Stored data entries
>>
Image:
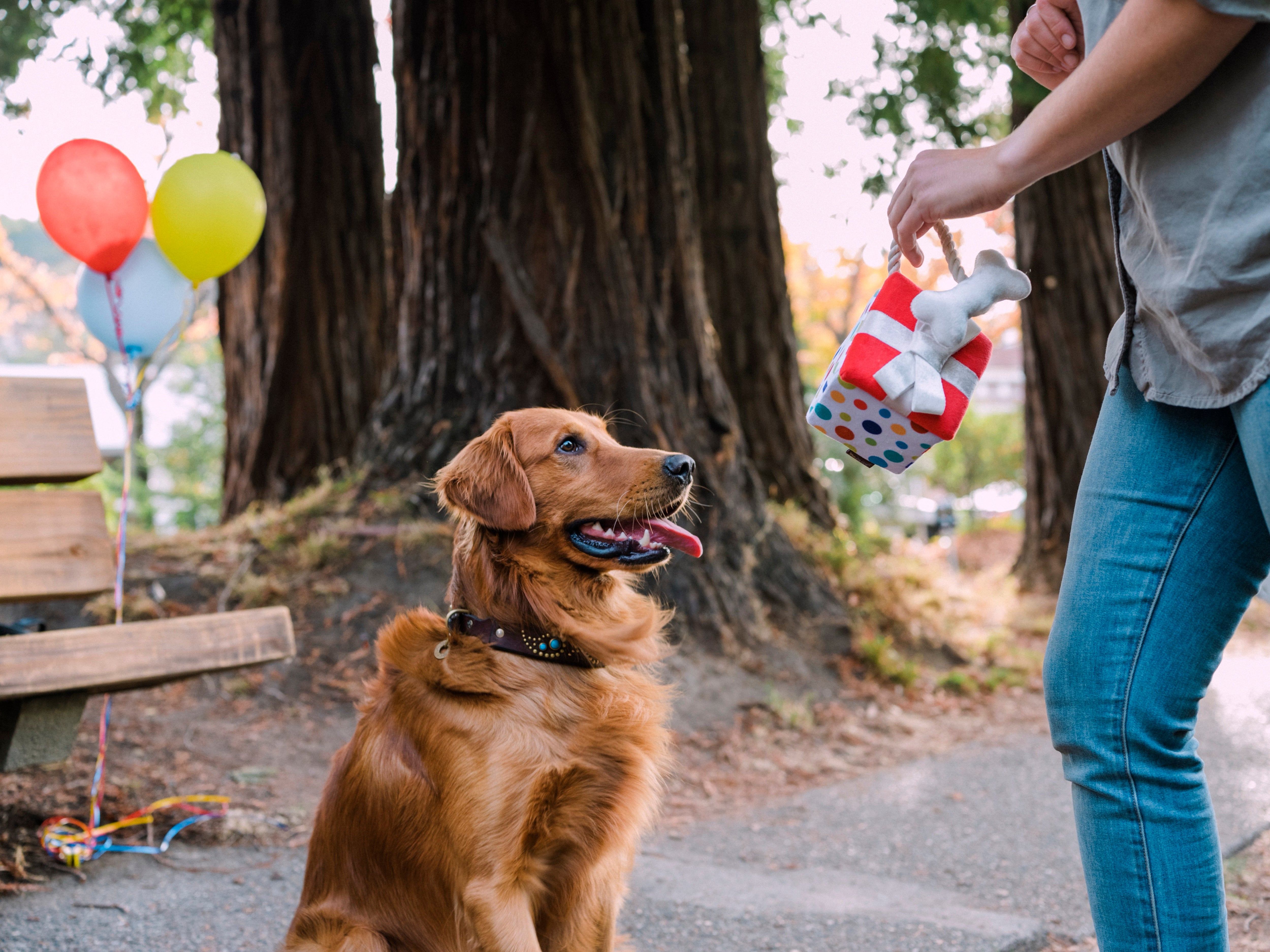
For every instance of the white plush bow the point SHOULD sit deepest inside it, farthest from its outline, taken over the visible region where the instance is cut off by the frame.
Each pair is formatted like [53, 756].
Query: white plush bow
[914, 379]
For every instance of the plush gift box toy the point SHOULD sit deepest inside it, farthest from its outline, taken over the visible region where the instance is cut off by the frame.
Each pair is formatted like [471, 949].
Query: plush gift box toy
[902, 380]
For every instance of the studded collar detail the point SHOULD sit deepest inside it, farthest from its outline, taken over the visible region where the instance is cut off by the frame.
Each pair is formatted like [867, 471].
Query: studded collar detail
[503, 638]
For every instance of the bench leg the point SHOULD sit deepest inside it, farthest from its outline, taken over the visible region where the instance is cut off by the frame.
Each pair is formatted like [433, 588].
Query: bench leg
[40, 730]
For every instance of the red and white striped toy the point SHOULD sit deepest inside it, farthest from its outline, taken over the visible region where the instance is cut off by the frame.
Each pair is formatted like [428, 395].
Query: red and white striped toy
[903, 379]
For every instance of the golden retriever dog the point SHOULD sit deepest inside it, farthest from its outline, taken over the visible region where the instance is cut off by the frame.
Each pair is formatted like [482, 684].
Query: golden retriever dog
[509, 757]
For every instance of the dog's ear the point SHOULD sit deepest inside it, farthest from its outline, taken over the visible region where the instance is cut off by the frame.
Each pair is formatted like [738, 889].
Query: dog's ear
[487, 482]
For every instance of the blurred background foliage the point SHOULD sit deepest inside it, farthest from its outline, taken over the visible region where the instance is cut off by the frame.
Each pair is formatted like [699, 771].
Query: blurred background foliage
[154, 55]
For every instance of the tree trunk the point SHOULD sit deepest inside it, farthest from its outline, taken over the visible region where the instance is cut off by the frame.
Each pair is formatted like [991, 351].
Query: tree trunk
[741, 244]
[1063, 238]
[304, 319]
[550, 252]
[1063, 242]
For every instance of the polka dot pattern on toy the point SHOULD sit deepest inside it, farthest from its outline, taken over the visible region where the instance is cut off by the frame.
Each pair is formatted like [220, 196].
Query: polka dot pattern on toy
[853, 417]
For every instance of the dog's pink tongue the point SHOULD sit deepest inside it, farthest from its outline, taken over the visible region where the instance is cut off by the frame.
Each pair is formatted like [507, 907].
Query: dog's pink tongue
[671, 535]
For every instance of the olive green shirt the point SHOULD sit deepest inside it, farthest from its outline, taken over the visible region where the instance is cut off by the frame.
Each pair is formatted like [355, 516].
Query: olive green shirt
[1190, 196]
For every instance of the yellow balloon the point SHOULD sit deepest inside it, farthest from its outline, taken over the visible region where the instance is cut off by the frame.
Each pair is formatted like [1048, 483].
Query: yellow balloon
[208, 214]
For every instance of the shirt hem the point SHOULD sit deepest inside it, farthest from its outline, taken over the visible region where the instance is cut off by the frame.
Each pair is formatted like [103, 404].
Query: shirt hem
[1211, 403]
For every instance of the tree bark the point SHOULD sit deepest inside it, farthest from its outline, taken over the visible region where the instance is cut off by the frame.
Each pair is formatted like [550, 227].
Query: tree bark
[550, 252]
[741, 243]
[304, 319]
[1063, 240]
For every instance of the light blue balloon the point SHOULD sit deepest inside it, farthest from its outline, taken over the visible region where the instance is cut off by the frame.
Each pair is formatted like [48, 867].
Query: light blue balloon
[153, 300]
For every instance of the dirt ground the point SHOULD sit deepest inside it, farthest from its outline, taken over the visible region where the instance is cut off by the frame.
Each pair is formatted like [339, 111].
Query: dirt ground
[940, 657]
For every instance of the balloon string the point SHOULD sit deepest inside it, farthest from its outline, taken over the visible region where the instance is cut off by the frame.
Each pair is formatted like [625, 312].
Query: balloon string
[64, 837]
[114, 294]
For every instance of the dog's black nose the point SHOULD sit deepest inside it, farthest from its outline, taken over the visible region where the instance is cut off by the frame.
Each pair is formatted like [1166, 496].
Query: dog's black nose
[680, 468]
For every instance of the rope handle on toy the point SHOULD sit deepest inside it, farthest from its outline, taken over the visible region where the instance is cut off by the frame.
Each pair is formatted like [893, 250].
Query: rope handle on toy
[950, 254]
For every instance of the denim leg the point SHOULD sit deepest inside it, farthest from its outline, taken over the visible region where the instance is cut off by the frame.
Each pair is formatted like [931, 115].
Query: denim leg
[1168, 549]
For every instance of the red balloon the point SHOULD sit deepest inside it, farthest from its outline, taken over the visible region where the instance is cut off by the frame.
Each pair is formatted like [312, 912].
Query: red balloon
[92, 202]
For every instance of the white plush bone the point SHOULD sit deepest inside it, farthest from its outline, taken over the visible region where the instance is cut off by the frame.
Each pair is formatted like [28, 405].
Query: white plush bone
[912, 379]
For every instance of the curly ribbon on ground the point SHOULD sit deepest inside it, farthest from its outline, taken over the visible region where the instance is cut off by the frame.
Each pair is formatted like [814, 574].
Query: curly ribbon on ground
[65, 838]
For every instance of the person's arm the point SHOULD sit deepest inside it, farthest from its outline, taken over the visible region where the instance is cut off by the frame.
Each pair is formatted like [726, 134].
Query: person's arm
[1155, 53]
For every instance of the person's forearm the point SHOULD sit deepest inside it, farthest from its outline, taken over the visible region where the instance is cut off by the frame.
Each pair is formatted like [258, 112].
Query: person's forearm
[1154, 54]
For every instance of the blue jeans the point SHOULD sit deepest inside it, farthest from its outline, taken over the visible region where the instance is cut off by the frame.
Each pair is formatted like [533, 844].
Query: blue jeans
[1169, 545]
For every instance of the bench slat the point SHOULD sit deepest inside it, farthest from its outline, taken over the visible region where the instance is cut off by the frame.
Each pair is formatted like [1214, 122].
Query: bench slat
[54, 545]
[140, 654]
[46, 431]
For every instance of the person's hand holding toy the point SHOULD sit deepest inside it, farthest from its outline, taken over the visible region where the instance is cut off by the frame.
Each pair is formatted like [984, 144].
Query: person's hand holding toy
[1150, 59]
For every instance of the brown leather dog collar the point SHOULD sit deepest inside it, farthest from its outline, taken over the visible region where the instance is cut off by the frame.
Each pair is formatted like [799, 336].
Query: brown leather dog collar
[503, 638]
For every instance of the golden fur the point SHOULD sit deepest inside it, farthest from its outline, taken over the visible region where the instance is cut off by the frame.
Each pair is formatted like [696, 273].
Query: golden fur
[487, 800]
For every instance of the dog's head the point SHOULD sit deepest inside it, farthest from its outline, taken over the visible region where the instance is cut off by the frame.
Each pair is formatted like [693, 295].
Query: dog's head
[585, 496]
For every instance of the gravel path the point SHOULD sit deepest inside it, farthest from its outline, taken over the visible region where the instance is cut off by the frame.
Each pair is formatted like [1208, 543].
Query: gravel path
[972, 851]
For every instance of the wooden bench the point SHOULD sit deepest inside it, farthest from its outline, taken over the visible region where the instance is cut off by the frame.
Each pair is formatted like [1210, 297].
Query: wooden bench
[54, 544]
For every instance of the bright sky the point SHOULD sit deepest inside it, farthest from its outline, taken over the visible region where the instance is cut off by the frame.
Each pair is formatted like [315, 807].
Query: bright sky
[829, 214]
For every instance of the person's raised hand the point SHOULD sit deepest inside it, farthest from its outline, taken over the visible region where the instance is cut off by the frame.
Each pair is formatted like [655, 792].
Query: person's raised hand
[948, 183]
[1050, 44]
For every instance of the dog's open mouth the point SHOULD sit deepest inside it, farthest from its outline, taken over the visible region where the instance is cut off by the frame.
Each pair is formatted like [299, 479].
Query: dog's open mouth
[633, 541]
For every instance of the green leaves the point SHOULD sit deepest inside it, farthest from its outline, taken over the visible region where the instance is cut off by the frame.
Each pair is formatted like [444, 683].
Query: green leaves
[154, 58]
[938, 68]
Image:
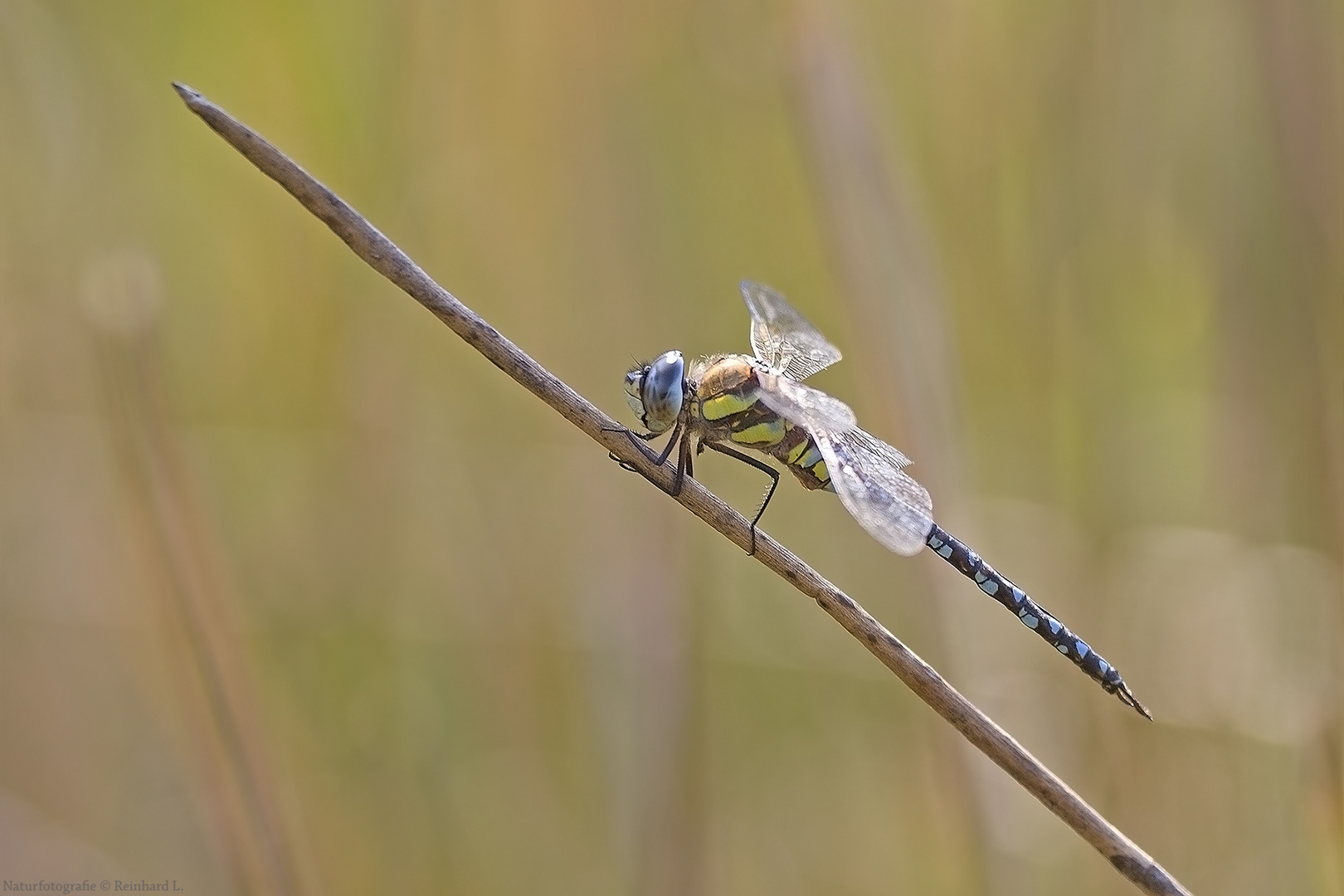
<<
About this task:
The entries above hold the needed span. Transcribe exactly the lines from the one with "Query: red and white striped toy" to the one with "Each pair is formatted like [738, 889].", both included.

Finished exercise:
Query: red and white striped toy
[903, 379]
For every instance of the golden retriever dog the point SHOULD sit deepest inside it, farthest from its outline, taken over the visible region where the instance is cut off by the frame.
Each pair is formatted like [482, 684].
Query: golden retriever dog
[509, 757]
For every instance of the dog's ear the point SHOULD sit deepest inside it, farthest from its outline, taken over the visible region where the instance is cut off by the frame.
Each pair is formatted like [738, 889].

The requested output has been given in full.